Objective: Write out the whole of the material exactly.

=======

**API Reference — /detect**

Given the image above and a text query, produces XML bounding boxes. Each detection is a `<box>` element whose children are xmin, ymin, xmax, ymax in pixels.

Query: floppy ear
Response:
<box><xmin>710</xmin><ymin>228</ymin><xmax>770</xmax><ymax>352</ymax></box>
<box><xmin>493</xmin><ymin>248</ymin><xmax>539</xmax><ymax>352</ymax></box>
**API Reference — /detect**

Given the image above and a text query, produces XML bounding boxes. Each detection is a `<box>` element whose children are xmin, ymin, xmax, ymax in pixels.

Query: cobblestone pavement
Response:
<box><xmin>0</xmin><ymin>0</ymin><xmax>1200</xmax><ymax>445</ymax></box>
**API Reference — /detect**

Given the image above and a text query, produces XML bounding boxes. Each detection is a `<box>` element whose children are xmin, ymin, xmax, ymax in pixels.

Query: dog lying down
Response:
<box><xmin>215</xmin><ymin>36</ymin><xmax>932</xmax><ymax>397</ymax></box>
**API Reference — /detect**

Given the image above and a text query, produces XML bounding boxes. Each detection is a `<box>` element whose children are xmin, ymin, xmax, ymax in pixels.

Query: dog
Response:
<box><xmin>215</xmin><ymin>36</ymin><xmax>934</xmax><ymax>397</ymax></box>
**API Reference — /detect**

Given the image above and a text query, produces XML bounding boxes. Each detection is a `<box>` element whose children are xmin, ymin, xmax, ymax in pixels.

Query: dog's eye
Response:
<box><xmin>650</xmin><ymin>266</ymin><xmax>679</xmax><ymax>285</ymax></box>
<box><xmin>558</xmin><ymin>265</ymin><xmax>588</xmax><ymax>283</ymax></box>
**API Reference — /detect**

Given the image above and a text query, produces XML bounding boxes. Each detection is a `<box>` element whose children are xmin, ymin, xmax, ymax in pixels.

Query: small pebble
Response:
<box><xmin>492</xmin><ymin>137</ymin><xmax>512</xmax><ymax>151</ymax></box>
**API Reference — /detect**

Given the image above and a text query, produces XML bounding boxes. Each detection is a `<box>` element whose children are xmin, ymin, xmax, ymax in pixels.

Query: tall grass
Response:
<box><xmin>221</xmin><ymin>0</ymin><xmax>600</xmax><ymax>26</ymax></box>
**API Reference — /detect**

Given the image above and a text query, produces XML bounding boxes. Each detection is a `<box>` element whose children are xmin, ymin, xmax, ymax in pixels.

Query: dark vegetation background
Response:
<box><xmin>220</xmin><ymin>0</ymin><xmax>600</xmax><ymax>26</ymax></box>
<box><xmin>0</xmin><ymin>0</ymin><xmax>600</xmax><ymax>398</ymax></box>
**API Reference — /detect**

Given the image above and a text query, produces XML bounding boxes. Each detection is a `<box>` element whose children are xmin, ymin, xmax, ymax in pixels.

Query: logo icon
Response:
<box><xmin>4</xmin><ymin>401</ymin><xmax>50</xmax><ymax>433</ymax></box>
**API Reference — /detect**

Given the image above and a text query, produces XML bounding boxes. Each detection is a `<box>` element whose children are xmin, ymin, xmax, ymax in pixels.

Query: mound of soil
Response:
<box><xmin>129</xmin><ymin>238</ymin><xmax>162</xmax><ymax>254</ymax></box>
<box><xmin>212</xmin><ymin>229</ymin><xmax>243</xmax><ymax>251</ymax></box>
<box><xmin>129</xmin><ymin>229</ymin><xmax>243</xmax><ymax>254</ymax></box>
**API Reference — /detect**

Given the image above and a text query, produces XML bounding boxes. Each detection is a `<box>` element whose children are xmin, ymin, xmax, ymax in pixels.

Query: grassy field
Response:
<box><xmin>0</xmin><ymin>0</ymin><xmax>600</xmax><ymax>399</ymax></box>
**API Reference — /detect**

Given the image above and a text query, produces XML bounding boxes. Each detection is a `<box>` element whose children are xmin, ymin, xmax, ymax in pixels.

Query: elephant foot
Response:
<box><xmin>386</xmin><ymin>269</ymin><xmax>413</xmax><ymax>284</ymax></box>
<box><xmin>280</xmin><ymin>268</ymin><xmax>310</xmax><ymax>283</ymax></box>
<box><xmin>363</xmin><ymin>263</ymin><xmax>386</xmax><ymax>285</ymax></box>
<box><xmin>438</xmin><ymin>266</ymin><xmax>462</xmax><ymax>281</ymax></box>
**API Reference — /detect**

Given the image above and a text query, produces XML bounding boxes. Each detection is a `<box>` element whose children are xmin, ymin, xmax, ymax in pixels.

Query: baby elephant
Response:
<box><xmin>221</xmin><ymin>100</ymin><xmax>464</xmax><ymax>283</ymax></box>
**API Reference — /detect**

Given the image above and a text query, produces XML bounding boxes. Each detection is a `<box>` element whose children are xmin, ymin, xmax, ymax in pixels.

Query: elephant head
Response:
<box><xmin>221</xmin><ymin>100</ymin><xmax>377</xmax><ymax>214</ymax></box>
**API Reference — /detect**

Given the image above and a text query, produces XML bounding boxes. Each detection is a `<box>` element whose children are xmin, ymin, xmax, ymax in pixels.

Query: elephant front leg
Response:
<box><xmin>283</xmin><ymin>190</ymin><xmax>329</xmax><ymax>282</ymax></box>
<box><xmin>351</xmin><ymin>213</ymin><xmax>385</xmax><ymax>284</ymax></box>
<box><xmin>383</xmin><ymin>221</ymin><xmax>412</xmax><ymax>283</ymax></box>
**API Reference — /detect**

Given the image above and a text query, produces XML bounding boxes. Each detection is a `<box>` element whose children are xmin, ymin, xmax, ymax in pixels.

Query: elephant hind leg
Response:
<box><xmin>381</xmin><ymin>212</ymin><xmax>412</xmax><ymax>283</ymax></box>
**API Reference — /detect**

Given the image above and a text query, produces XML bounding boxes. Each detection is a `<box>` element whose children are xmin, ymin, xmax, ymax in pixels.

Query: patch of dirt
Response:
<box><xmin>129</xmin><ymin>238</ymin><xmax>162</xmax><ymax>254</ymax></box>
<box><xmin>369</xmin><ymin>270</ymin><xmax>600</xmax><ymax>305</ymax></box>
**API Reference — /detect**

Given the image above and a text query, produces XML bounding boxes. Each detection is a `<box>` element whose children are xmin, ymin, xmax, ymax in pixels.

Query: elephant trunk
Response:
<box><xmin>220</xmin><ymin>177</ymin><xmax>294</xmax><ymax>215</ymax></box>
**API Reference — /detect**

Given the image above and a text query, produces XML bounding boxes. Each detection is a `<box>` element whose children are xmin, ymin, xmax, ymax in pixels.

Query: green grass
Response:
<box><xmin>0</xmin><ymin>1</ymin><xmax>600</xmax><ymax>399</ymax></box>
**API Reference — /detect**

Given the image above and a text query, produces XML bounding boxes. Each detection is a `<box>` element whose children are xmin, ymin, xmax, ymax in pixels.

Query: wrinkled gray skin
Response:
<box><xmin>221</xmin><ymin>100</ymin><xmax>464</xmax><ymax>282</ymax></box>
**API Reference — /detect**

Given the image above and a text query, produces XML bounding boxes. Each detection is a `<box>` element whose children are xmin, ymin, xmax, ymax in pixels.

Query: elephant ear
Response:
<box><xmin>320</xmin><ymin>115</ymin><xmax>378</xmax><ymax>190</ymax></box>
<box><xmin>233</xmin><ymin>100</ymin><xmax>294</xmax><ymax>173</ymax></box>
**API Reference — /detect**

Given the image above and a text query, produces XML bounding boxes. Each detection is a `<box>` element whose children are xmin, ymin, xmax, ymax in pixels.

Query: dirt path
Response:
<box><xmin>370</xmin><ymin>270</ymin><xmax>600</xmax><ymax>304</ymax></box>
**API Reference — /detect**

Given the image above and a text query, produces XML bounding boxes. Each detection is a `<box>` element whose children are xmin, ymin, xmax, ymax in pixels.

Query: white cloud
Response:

=======

Written solution:
**API Reference — /detect**

Given the image above and a text query, produces XML bounding boxes. Each detection is a `<box>` element whose children are xmin, ymin, xmax, ymax in pixels.

Query: floppy ear
Response:
<box><xmin>710</xmin><ymin>228</ymin><xmax>770</xmax><ymax>352</ymax></box>
<box><xmin>493</xmin><ymin>248</ymin><xmax>539</xmax><ymax>352</ymax></box>
**API Reference — /detect**

Given the image above and a text query, produces XML bounding boxes. Each detection is a `<box>` element whose children are xmin, ymin, xmax, ymax in pixels.

Query: cobblestone pavement
Response:
<box><xmin>0</xmin><ymin>0</ymin><xmax>1200</xmax><ymax>445</ymax></box>
**API Reference — /detect**

Given the image above and a text query, produces XML bounding boxes. Each detection is a `<box>` element whose children are xmin, ymin, xmax, ymax in pixels.

Query: dog lying down
Response:
<box><xmin>215</xmin><ymin>36</ymin><xmax>932</xmax><ymax>397</ymax></box>
**API Reference — /detect**

Given the image above and a text query, produces XML bounding boxes. Each detection is a `<box>` element whose children are xmin, ymin, xmax, ymax in pixels.

Query: dog
Response:
<box><xmin>215</xmin><ymin>36</ymin><xmax>934</xmax><ymax>397</ymax></box>
**API Reference — /detect**

Given the image above and a text query, produces XML bounding boxes. Each detection is a `<box>` element whose children are xmin, ymin, xmax, ymax in pixels.

Query: dog's eye
Response:
<box><xmin>650</xmin><ymin>266</ymin><xmax>679</xmax><ymax>285</ymax></box>
<box><xmin>558</xmin><ymin>265</ymin><xmax>588</xmax><ymax>283</ymax></box>
**API Reference — /detect**

Given the image above and a text query, produces XML bounding boxes. Each detection is a `<box>` element whose children are xmin, ymin, xmax, ymax in pixels.

Query: small pebble
Response:
<box><xmin>492</xmin><ymin>137</ymin><xmax>512</xmax><ymax>151</ymax></box>
**API Reference — /detect**

Given the image above and a text query, produces XML bounding boxes. Each detection is a `<box>` element whose children are xmin, ymin, xmax, ymax in pixels.

Query: tall grass
Response:
<box><xmin>221</xmin><ymin>0</ymin><xmax>600</xmax><ymax>26</ymax></box>
**API Reference — /detect**

Given the image above and a text query, produces XML bounding boxes. Each detection is a `<box>` element whose children are xmin, ymin, xmax, ymax in pixels.

Query: dark vegetation background
Response:
<box><xmin>220</xmin><ymin>0</ymin><xmax>600</xmax><ymax>26</ymax></box>
<box><xmin>0</xmin><ymin>0</ymin><xmax>600</xmax><ymax>398</ymax></box>
**API Reference — /detect**

Given the image above and a text query, produces XML bounding boxes. Each detection is a `<box>` element whose children are xmin, ymin, xmax, ymax in pixels.

Query: logo icon
Response:
<box><xmin>4</xmin><ymin>401</ymin><xmax>50</xmax><ymax>433</ymax></box>
**API Reference — /detect**

Given the image above and a text query, produces XML bounding boxes. Each detection is a `<box>` element whose children are xmin, ymin, xmax, ymax in pixels.

Query: mound of soil
Response:
<box><xmin>129</xmin><ymin>238</ymin><xmax>162</xmax><ymax>254</ymax></box>
<box><xmin>212</xmin><ymin>229</ymin><xmax>243</xmax><ymax>251</ymax></box>
<box><xmin>129</xmin><ymin>229</ymin><xmax>243</xmax><ymax>254</ymax></box>
**API Reference — /detect**

Given the image above and a text query, produces XML bounding boxes. Each detection is a `<box>` element whose children are xmin, ymin, xmax, ymax in pixels.

Query: grassy field
Response:
<box><xmin>0</xmin><ymin>0</ymin><xmax>600</xmax><ymax>399</ymax></box>
**API Reference — /detect**

Given the image above and a text query, produces XML bounding boxes. Each detection is a `<box>` element whose children are xmin, ymin, xmax, ymax in pixels.

Query: elephant foot
Response:
<box><xmin>386</xmin><ymin>269</ymin><xmax>413</xmax><ymax>284</ymax></box>
<box><xmin>280</xmin><ymin>268</ymin><xmax>310</xmax><ymax>283</ymax></box>
<box><xmin>363</xmin><ymin>263</ymin><xmax>386</xmax><ymax>285</ymax></box>
<box><xmin>438</xmin><ymin>266</ymin><xmax>462</xmax><ymax>281</ymax></box>
**API Reference — /detect**

Given the image above and a text query, produces XML bounding boxes. Each detection is a `<box>` element whose children are xmin, ymin, xmax, ymax in pixels.

Query: baby elephant
Response:
<box><xmin>221</xmin><ymin>100</ymin><xmax>464</xmax><ymax>283</ymax></box>
**API Reference — /detect**

Given the image above and a text query, produces XML bounding boxes. Each detection is a `<box>` element whose children are xmin, ymin, xmax, ymax in pixels.

Query: elephant head
Response:
<box><xmin>221</xmin><ymin>100</ymin><xmax>377</xmax><ymax>214</ymax></box>
**API Reference — /detect**

Given the image above and a text query, produces XML bounding boxes. Each detection is a `<box>` element whose children are xmin, ymin, xmax, ymax in pixels.

Query: elephant front leg
Response:
<box><xmin>283</xmin><ymin>190</ymin><xmax>329</xmax><ymax>282</ymax></box>
<box><xmin>351</xmin><ymin>213</ymin><xmax>385</xmax><ymax>284</ymax></box>
<box><xmin>383</xmin><ymin>221</ymin><xmax>412</xmax><ymax>283</ymax></box>
**API Reference — /detect**

Given the image above and a text query, produces XML bounding boxes. Each detection is a `<box>` element whose children are xmin, ymin, xmax, ymax in pixels.

Query: elephant hind leg
Response:
<box><xmin>381</xmin><ymin>212</ymin><xmax>412</xmax><ymax>283</ymax></box>
**API Reference — /detect**

Given the image above and a text query, produces XML bounding boxes. Each detection is a `<box>` element whose children are xmin, ymin, xmax, ymax in pixels.

Query: patch of dirt
Response:
<box><xmin>129</xmin><ymin>238</ymin><xmax>162</xmax><ymax>254</ymax></box>
<box><xmin>369</xmin><ymin>270</ymin><xmax>600</xmax><ymax>305</ymax></box>
**API Reference — /detect**

Given the image above and a text query, produces XML bounding boxes. Each detection is a `<box>` element whose children are xmin, ymin, xmax, ymax in pixels.

Query: elephant trunk
Response:
<box><xmin>220</xmin><ymin>177</ymin><xmax>294</xmax><ymax>215</ymax></box>
**API Reference — /detect**

Given the image above and a text query, produces XML bounding boxes. Each detection is a `<box>` element whose children are xmin, ymin, xmax, ymax in pixels.

Query: green grass
Response:
<box><xmin>0</xmin><ymin>1</ymin><xmax>600</xmax><ymax>399</ymax></box>
**API Reference — /detect**

Given the image above and a text query, produces XML bounding boxes. Each detection is a `<box>` element whose children are xmin, ymin, xmax, ymax in pixels.

Query: wrinkled gray skin
Response:
<box><xmin>221</xmin><ymin>100</ymin><xmax>464</xmax><ymax>282</ymax></box>
**API Reference — /detect**

Given the image above and a text query, produces XML bounding boxes. Each detection is a `<box>` element whose children are xmin, ymin, xmax, ymax in pixels.

Query: elephant ear
Response:
<box><xmin>320</xmin><ymin>115</ymin><xmax>378</xmax><ymax>190</ymax></box>
<box><xmin>233</xmin><ymin>100</ymin><xmax>294</xmax><ymax>173</ymax></box>
**API Reference — /detect**

Given the image above and a text query, produces XML bounding boxes. Each detection is a `<box>` element whose children are xmin, ymin, xmax, ymax in pixels.

Query: dirt path
Response:
<box><xmin>370</xmin><ymin>270</ymin><xmax>600</xmax><ymax>304</ymax></box>
**API Reference — /detect**

Given the image above and a text query, produces XML bounding boxes. Each detection is a `<box>` element whose children are xmin, ymin, xmax, ymax in pixels.

Query: white cloud
Response:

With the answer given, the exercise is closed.